Records from a data source:
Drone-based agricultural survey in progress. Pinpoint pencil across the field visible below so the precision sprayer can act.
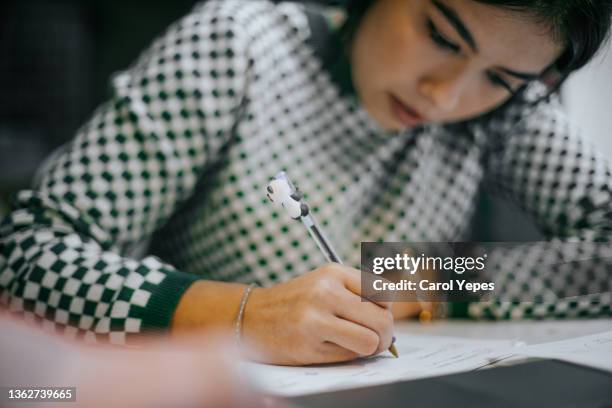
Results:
[267,171,399,358]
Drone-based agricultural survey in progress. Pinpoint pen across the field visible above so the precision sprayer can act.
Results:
[266,171,399,358]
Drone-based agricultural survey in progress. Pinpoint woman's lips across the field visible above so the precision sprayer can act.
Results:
[390,94,425,127]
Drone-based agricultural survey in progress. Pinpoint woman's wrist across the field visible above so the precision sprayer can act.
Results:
[171,280,247,334]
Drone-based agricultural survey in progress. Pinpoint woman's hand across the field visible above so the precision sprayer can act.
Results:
[242,263,393,365]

**Work to do**
Format every line of the material above as a Markdown table with the columns Row and Line, numbering each row and skipping blank lines. Leave the pictures out.

**Solution**
| Row | Line |
|---|---|
| 1 | Drone-based agricultural survey in progress. Pinpoint pencil across the field visible below so the precision sprayer can act. |
| 2 | Results: |
| 3 | [267,171,399,358] |
| 4 | Drone-based agricultural survey in progress. Pinpoint pen across the field visible above so the precision sprayer can act. |
| 5 | Results: |
| 6 | [266,171,399,358] |
| 7 | Drone-based agricultural survey in progress. Pinpoint woman's lips across the field visible above so the precision sprayer can act. |
| 8 | Results: |
| 9 | [390,94,425,127] |
| 10 | Drone-based agricultural survey in progress. Pinpoint woman's wrist across the field visible above so the precision sprayer can act. |
| 11 | Results: |
| 12 | [171,280,247,334] |
| 13 | Drone-based agricultural survey in progress. Pinpoint woman's hand across the field visible above so the precision sprayer can act. |
| 14 | Results: |
| 15 | [242,263,393,365] |